EXERCISE AIM:
Return every line of the data below that includes the string "shirt".

DATA EXTRACTS:
^^^^

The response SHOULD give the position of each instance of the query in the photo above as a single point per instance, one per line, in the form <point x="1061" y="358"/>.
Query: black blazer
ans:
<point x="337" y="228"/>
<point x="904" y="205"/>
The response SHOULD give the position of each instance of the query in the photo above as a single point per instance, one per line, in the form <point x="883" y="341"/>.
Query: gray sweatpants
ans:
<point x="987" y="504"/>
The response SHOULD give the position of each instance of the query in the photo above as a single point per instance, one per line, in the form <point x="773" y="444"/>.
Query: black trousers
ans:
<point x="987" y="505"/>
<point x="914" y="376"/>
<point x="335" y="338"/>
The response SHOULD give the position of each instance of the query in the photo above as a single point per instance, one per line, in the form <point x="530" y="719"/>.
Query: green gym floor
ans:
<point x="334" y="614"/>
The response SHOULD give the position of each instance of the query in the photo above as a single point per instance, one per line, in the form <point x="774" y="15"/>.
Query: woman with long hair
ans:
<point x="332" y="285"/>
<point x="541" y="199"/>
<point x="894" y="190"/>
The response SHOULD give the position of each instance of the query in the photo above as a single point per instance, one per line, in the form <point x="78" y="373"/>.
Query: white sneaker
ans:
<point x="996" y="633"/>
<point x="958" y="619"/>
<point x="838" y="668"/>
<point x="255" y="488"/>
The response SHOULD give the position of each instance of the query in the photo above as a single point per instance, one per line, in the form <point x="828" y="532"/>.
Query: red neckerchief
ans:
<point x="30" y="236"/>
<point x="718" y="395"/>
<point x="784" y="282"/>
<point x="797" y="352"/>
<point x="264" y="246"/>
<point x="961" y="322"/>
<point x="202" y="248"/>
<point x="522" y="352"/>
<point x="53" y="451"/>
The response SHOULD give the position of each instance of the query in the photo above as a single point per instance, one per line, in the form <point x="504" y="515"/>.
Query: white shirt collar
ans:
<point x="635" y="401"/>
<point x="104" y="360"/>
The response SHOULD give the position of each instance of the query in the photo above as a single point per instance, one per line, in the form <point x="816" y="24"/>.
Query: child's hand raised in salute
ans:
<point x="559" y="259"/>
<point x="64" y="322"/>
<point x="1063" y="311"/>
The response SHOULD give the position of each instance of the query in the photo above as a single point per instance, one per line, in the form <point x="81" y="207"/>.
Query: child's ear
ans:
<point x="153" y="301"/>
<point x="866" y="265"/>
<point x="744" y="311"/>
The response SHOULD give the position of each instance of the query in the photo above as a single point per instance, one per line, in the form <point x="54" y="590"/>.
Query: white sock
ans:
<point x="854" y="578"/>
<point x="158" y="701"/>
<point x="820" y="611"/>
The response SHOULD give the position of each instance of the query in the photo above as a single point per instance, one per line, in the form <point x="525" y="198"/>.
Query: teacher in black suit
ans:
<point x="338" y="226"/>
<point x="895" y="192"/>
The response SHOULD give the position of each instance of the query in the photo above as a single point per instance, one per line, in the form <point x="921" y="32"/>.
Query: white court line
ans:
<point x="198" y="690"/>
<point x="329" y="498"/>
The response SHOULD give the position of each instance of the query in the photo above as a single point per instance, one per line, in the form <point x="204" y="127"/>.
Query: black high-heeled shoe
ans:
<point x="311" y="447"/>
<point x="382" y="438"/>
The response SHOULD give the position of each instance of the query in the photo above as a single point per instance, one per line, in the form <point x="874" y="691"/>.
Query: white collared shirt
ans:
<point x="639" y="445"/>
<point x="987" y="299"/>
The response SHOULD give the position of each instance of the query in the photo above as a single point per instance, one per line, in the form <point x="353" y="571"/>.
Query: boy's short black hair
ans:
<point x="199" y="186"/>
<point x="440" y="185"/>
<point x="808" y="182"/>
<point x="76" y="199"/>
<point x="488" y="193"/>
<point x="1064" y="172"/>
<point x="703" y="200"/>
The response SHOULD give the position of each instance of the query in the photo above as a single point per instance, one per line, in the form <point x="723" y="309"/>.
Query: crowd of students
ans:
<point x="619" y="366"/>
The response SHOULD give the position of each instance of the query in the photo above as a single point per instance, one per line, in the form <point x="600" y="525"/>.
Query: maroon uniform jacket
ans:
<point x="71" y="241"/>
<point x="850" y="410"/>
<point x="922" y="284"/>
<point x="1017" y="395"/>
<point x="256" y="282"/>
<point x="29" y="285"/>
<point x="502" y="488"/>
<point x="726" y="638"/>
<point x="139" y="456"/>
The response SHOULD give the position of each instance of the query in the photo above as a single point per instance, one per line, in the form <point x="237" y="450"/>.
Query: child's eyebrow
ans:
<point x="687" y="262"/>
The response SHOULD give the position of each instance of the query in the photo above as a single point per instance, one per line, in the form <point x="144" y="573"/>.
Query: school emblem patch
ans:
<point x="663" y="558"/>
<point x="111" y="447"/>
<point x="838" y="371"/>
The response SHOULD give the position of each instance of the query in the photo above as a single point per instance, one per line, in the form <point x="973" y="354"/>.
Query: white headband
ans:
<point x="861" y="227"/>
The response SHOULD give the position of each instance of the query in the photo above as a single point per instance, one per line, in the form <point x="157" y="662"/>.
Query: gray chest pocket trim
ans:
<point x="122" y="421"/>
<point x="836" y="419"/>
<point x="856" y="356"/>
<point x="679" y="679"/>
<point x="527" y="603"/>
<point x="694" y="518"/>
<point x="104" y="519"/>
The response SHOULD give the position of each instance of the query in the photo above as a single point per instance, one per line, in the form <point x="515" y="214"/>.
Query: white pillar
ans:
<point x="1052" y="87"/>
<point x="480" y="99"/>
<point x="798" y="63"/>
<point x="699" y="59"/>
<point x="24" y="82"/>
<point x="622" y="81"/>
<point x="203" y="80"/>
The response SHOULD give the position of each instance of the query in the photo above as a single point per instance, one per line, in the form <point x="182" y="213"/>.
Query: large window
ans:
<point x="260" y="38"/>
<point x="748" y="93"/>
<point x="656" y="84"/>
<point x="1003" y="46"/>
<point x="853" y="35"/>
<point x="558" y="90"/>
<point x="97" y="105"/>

^^^^

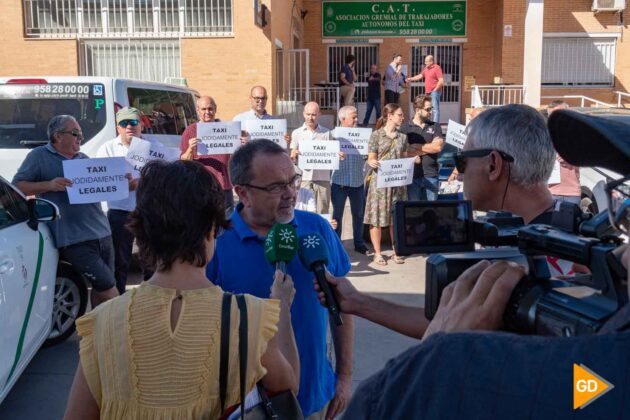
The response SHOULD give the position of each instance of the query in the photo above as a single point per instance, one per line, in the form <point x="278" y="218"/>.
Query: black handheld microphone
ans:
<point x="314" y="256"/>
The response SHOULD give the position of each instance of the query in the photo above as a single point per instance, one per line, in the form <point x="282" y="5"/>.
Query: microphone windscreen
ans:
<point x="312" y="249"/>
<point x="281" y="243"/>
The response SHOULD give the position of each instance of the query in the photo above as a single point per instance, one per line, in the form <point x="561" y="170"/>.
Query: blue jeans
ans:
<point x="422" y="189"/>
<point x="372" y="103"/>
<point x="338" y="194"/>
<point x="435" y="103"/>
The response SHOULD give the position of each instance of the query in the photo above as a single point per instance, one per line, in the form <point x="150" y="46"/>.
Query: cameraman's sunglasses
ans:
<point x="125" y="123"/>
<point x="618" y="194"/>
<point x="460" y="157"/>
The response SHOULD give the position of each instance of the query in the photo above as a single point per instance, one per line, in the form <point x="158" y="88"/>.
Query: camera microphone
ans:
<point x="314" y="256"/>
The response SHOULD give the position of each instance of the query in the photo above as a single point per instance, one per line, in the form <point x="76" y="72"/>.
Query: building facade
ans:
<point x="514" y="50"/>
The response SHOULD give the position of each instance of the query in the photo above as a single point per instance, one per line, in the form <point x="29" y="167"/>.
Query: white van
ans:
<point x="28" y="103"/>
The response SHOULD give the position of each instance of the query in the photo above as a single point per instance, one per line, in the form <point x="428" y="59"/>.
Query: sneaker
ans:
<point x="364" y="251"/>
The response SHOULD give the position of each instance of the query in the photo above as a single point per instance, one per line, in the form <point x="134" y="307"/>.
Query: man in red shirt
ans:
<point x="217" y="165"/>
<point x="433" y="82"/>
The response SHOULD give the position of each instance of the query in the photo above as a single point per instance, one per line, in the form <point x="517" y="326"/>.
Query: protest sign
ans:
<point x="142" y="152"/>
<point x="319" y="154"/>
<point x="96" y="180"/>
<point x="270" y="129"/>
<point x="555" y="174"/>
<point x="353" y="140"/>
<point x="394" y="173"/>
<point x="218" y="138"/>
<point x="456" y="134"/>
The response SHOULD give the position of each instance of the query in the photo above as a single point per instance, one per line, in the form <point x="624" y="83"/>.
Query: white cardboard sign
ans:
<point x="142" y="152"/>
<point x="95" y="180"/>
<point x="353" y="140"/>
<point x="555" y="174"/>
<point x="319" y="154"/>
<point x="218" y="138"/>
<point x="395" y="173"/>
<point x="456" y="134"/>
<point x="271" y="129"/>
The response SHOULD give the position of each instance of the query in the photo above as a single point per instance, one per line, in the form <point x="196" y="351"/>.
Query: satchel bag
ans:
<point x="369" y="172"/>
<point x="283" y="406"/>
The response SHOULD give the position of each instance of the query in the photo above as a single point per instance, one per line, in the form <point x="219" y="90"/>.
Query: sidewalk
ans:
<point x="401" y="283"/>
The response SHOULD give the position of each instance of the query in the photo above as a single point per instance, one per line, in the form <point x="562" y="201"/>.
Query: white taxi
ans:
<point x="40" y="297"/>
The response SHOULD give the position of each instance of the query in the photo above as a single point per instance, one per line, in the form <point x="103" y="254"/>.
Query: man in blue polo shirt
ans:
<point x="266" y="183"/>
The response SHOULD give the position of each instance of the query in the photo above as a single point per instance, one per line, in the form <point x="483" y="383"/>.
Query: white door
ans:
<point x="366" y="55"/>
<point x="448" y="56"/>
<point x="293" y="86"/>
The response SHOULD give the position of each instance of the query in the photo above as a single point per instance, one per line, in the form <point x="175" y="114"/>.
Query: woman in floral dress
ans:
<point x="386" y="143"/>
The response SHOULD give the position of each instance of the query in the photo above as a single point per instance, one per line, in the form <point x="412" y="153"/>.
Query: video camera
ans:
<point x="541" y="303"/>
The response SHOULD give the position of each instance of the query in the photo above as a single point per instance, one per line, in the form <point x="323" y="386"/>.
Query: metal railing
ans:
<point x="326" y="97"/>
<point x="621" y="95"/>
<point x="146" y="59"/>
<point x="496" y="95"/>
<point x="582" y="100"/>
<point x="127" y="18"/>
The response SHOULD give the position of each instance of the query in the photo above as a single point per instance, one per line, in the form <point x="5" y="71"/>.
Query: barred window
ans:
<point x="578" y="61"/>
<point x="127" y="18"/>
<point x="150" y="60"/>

^^^^

ANSWER SPACE:
Query: white shirt collar
Query: white collared shirt
Query: man in red shirt
Query: man in blue polo shirt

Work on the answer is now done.